◆ **THE REQUEST**: Which lines below contain the word "yellow"? Copy out each of them, matching case exactly.
****************
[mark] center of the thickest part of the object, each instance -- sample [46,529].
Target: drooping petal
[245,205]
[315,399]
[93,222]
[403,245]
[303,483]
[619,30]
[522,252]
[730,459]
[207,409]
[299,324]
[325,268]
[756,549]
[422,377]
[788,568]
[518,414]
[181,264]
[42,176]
****************
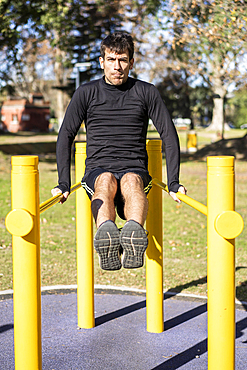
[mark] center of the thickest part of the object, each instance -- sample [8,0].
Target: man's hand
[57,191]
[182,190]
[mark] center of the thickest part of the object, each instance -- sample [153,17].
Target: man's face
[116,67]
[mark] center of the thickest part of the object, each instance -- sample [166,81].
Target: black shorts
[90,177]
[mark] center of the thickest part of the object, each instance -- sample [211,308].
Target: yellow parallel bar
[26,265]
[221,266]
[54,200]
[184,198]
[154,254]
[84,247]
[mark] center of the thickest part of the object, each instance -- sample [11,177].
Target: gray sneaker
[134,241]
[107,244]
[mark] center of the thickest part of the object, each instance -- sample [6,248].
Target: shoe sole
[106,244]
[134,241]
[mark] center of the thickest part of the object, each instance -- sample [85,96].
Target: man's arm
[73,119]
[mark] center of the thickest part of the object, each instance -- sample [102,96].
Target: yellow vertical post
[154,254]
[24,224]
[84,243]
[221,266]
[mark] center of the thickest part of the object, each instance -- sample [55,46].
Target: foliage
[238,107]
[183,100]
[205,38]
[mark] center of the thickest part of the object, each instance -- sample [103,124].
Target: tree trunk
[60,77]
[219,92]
****************
◆ **EXERCISE ANSWER**:
Target: yellow parallel bar
Target: yellow vertical post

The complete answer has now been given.